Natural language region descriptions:

Segment Open

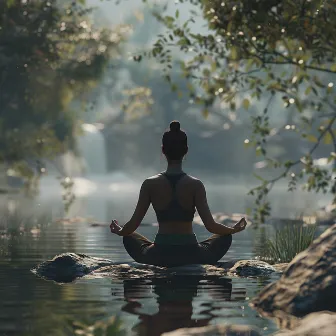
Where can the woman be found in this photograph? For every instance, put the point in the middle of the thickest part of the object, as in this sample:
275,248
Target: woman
174,196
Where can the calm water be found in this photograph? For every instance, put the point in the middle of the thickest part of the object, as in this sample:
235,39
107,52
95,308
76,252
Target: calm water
31,306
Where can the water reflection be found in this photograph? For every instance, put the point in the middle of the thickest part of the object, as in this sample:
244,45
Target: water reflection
174,296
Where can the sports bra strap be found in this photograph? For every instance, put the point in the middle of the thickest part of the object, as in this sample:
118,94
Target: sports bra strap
173,179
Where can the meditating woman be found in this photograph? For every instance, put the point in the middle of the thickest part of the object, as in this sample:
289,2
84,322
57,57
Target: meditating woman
174,196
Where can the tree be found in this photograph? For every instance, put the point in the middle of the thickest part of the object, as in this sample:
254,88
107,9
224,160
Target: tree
51,55
281,53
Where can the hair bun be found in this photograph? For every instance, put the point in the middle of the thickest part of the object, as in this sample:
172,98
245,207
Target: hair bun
175,126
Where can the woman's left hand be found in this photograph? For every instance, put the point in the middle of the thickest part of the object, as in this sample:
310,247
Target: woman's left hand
114,227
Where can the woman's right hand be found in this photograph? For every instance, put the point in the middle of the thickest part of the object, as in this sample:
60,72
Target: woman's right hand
114,227
240,226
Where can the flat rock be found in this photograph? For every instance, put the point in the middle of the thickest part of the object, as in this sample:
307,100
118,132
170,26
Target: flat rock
252,268
308,284
315,324
68,267
216,330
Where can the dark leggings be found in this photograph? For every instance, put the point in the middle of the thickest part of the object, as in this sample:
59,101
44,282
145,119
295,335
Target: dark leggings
208,251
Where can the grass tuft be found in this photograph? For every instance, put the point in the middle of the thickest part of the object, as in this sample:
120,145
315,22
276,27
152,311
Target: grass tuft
287,242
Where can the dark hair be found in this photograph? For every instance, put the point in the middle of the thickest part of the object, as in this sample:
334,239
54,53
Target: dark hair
174,142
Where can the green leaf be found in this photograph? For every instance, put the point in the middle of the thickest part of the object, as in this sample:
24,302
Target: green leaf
311,138
308,90
327,139
10,3
246,103
205,113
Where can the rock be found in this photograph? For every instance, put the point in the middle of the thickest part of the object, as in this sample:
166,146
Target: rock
308,283
315,324
252,268
280,268
67,267
216,330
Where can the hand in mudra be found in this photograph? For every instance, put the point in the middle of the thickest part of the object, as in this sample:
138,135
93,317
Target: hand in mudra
241,225
114,227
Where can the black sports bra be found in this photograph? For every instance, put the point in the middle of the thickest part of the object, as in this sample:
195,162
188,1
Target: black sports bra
174,212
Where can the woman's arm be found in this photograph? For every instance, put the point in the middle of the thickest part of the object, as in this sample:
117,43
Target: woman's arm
139,212
206,215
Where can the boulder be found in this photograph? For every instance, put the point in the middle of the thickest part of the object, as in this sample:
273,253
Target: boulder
67,267
216,330
308,284
315,324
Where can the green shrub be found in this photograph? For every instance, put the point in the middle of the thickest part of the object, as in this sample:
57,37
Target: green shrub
287,242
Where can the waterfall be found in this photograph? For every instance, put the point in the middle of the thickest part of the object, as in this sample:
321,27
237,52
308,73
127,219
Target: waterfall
92,149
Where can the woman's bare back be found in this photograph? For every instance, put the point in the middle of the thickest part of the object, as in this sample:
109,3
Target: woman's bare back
161,194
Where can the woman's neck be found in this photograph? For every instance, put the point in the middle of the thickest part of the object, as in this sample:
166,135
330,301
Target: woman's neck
174,167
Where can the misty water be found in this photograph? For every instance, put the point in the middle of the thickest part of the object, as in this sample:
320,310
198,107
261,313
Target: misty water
32,306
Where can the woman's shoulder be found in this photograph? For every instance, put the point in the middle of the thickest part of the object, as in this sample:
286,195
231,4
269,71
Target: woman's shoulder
160,176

Segment Closed

• What you will do
Print every entry above again without changing a word, and omit the pictures.

• Answer space
Where can the woman be found in this photograph? For every instance, put the point in the middle of the thickest part of the object, as in this sample:
275,248
Target: woman
174,196
Where can the calm water be found in this photograph? For every instance, put the point in the middle of the thickest part of the object, as in this sample:
235,39
107,52
95,308
76,252
Target: calm water
31,306
Where can the water reflection be found in this photograph? For every instance, put the point in the middle of the thickest part of the object, as in this sample:
244,45
Target: water reflection
174,296
Where can the sports bra strap be found in this photograph? For every instance, put the point in the middle of the thickest part of the object, as in this sample:
118,94
Target: sports bra strap
173,179
Where can the meditating woman be found in this photograph? For every instance, put the point in the middle of the thickest part of the object, as in this sample:
289,2
84,322
57,57
Target: meditating woman
174,196
Where can the tree be found in this photograph? For every instance, put the point in the middle of the thickest part of the object, as in this sample:
254,88
107,9
224,160
Target: tree
51,55
281,53
Where can the hair bun be found in this photograph? For every instance, put the point in the middle of the thickest part of the object, as in this sample:
172,98
245,207
Target: hair bun
175,126
Where can the woman's left hand be found in this photograph? For every instance, put the point in the middle of the thickest part of the object, as in this sample:
310,247
Target: woman's left hand
114,227
Where can the woman's right hand be found in this photograph? For every instance, put the point in the middle of the thickest part of the object, as in this sample:
60,72
Target: woman's right hand
114,227
240,226
Where can the flat rock be found in this photograph? For every instance, put the point in the middle of the thickest part of the object, as in this sample:
307,100
118,132
170,26
Target: flat rock
252,268
308,284
315,324
68,267
216,330
Where can the dark leggings be found in this photograph? For every instance, put the point in the middle of the thickest part of the object, as in this sample:
59,101
44,282
145,119
295,335
Target: dark leggings
208,251
Where can the grass tuft be found in this photograph? For every instance, put the point in the middle of the thickest part of the object, as in this sample:
120,145
315,22
276,27
152,311
Target: grass tuft
287,242
Where can the dark hair be found in this photograph? For every instance, put the point in the middle of the thickest part of the object, as in this sample:
334,239
54,53
Target: dark hair
174,142
Where can the green leaf be found in this photograph? For every instance, put the point in the middle of the thickest part of the object, as in this sample:
24,302
Target: green leaf
311,138
308,90
327,139
10,3
246,103
205,113
Where can the rock be found in this photograph? For every instance, put the point in the middle of the thickest part of the object, as in this sample:
166,146
Target: rock
308,283
315,324
252,268
280,268
67,267
216,330
Where can the hand in mudra be found in this photograph? For every instance, put the point in the middle of the thickest part of the object, as in this sample:
138,135
93,317
Target: hand in mudra
241,225
114,227
Where can the black sports bra be found in this photograph? For every instance, put the point in the middle of the thickest part of the object, as in this sample:
195,162
188,1
Target: black sports bra
174,212
Where can the woman's arm be found in this photograph? For every instance, put the point in the middle of the thickest part of the object, as in this sample:
117,43
Target: woman's arm
139,212
206,215
Where can the boulder be found in this photograph? For every instance, put the point in the middle of the thickest part of the object, as in this sample:
273,253
Target: boulder
67,267
216,330
308,284
315,324
Where can the green shrub be found in this photograph? For every instance, put the point in the middle of the thickest part of the object, as in this sample:
57,37
Target: green shrub
287,242
Where can the waterfall be found in this photograph? For every instance, put the point in the middle of the thickest part of the object, as in this sample:
321,27
237,52
308,73
127,219
Target: waterfall
92,149
Where can the woman's bare back be found in this photograph? For every instance, put the point in the middle of the thickest part of the object, as in this sample:
109,3
Target: woman's bare back
161,194
Where can the woman's neck be found in this photograph? For every instance, put the point in the middle of the thickest part of the object, as in this sample:
166,135
330,301
Target: woman's neck
174,167
Where can the misty water be found in this photograph? For every instance, put the point in the middle of the thickest part of the object, as in this sample:
320,310
198,107
261,313
Target: misty water
32,306
Where can the woman's shoulder be found in this photograph? For every instance, put the point in the middle of the thickest part of the object, as in this sample:
286,195
231,4
269,71
Target: woman's shoulder
160,176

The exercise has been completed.